● What you are asked to do
Every line from the line containing "GET /v1/detect?q=green tree foliage" through the final line of the data is to be printed exactly; no other line is to appear.

Object detection data:
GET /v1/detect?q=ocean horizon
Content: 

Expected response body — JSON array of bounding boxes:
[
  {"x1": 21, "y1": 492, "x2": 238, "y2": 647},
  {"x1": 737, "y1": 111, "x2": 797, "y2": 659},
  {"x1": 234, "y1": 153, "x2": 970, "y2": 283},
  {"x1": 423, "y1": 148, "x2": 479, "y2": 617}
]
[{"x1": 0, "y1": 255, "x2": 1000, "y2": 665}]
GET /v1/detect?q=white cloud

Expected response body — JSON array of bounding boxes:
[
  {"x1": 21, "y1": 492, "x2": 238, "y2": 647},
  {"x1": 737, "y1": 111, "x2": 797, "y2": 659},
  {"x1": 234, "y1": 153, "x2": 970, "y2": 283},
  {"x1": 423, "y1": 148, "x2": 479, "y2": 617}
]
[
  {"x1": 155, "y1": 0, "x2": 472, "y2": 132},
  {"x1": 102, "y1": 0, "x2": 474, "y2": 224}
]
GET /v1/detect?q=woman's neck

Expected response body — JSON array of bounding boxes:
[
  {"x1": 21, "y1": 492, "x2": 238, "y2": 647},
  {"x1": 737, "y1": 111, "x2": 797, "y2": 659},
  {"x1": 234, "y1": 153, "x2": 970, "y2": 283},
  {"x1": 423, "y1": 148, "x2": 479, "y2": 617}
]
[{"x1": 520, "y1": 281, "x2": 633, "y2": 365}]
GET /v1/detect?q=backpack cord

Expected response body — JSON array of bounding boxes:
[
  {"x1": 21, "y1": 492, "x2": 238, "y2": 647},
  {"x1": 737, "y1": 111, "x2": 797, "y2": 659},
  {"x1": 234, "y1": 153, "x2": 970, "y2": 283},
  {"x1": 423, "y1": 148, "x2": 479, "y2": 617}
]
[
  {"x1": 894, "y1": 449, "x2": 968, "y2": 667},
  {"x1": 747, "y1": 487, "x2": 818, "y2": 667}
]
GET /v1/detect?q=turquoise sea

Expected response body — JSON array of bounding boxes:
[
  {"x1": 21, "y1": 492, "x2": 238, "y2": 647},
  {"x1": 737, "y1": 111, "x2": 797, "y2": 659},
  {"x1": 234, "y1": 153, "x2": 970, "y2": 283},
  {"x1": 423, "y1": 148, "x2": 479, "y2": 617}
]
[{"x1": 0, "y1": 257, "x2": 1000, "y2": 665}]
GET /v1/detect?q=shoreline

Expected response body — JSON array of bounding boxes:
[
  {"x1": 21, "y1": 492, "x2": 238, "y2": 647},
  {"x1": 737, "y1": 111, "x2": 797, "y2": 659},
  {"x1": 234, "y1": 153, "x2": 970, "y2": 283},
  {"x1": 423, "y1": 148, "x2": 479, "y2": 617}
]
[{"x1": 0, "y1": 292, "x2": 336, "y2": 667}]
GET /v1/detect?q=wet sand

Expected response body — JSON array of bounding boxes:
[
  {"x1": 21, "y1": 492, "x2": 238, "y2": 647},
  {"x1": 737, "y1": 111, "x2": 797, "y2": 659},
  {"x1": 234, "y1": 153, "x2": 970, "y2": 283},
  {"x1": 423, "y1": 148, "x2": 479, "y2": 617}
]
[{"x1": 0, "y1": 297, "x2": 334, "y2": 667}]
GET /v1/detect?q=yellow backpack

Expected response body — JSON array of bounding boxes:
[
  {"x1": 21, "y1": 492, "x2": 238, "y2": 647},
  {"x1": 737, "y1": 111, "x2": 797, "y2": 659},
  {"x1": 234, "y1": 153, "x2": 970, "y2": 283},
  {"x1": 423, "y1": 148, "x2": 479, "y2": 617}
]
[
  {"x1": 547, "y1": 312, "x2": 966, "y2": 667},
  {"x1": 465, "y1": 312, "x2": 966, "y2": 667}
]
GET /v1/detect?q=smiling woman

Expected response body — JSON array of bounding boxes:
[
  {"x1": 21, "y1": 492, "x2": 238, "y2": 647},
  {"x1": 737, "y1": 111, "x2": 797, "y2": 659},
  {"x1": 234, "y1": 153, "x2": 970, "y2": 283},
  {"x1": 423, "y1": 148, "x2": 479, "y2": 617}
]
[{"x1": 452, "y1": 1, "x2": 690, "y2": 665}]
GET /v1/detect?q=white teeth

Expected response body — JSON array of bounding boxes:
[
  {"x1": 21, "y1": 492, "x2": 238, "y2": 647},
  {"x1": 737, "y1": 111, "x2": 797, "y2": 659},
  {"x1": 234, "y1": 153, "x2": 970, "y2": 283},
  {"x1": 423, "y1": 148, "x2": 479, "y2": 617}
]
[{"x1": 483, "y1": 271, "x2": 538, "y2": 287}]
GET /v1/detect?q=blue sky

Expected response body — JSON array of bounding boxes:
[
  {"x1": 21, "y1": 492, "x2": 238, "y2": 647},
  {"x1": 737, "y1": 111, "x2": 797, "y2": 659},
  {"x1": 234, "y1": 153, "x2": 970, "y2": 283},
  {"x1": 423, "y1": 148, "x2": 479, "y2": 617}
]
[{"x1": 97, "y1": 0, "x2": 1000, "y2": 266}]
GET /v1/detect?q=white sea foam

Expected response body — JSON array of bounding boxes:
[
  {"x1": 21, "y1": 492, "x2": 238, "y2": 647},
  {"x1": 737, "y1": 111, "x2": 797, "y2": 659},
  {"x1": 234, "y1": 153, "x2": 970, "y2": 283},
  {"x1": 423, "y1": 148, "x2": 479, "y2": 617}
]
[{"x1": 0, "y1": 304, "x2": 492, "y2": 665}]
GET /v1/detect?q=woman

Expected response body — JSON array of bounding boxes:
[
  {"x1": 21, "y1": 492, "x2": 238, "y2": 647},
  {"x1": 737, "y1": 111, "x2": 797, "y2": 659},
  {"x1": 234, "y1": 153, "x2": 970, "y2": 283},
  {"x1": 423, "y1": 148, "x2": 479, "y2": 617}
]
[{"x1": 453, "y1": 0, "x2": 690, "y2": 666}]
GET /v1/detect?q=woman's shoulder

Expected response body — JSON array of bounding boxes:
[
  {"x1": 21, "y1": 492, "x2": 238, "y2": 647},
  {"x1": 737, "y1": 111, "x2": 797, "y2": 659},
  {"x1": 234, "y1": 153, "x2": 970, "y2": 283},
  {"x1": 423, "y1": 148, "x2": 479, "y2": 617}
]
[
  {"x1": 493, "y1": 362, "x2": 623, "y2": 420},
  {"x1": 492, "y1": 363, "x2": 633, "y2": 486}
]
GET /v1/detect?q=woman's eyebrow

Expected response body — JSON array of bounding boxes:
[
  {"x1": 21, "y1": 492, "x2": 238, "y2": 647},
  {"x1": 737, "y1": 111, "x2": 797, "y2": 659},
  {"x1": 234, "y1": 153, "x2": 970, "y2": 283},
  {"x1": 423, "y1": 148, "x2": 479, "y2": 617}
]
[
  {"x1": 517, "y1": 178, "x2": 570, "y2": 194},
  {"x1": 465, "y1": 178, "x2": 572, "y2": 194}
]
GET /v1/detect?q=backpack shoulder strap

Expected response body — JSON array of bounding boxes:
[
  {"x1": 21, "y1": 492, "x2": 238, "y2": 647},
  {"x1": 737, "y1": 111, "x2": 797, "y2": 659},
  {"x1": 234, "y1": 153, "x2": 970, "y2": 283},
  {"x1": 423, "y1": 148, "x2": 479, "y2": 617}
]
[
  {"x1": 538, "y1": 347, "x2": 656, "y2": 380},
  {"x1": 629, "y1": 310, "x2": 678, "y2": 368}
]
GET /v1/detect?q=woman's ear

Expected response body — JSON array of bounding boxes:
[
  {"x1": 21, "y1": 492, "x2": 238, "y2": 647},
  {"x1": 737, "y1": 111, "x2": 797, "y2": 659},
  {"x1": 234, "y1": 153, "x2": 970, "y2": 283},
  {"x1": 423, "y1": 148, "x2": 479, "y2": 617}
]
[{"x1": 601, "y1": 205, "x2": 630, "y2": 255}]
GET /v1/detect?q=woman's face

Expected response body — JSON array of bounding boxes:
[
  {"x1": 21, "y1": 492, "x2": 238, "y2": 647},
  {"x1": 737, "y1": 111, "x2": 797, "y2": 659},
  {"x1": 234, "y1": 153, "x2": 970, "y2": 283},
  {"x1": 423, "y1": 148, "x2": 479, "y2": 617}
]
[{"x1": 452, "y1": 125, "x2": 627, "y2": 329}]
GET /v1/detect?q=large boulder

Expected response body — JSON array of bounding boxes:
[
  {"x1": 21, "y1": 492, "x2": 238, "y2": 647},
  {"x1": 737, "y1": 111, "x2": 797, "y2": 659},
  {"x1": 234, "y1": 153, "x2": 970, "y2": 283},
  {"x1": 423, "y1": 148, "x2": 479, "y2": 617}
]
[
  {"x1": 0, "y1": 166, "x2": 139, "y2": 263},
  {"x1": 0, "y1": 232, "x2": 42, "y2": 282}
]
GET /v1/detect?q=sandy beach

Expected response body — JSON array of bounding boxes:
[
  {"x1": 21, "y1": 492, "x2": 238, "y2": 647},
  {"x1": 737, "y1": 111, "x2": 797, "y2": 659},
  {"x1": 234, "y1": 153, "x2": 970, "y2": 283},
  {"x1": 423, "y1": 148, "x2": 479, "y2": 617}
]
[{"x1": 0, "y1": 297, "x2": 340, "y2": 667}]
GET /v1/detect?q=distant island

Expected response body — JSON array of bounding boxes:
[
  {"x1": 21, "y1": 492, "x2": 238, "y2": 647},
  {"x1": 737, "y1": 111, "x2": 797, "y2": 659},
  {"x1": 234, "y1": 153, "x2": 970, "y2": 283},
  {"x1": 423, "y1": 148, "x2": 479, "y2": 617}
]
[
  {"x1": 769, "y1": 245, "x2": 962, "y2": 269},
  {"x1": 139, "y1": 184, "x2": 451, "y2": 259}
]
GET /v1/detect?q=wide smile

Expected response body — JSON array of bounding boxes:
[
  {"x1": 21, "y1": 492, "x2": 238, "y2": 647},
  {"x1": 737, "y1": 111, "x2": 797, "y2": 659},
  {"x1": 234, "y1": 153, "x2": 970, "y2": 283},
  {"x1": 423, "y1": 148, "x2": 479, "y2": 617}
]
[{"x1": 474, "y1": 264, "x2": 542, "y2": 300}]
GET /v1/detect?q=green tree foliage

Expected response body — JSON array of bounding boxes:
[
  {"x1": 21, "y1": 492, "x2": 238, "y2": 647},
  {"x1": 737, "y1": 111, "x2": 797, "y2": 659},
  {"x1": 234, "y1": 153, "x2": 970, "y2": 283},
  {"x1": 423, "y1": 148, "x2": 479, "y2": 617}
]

● Result
GET /v1/detect?q=green tree foliage

Expected response body — JSON array of bounding boxes:
[
  {"x1": 21, "y1": 492, "x2": 238, "y2": 647},
  {"x1": 737, "y1": 111, "x2": 797, "y2": 659},
  {"x1": 234, "y1": 153, "x2": 970, "y2": 283},
  {"x1": 423, "y1": 148, "x2": 479, "y2": 617}
]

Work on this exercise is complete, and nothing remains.